##### RECORDS FOR THIS TASK

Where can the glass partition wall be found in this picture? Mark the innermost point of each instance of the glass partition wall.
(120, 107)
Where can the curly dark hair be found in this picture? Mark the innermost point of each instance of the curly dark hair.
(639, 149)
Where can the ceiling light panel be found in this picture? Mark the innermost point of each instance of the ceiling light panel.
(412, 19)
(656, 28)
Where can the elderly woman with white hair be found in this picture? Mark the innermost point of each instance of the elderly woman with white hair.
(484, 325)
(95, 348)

##########

» TASK: Substitute "central" for "innermost" throughout the items above, and leave all other text unchanged.

» RESULT OF THE EXERCISE:
Where can the glass partition wall be found in this picture? Mark the central point of each instance of the glass partition wall.
(120, 107)
Where can the curly dark hair be found in this picture? Mark the central point of each instance of the curly dark hair.
(639, 149)
Where can the ceiling light panel be found in this picture? Mark the central point of each instance of the ceiling light panel.
(412, 19)
(656, 28)
Where can the elderly woman with white hair be found in this picture? Mark the central point of each instance of the elderly woman with white hair.
(484, 325)
(95, 348)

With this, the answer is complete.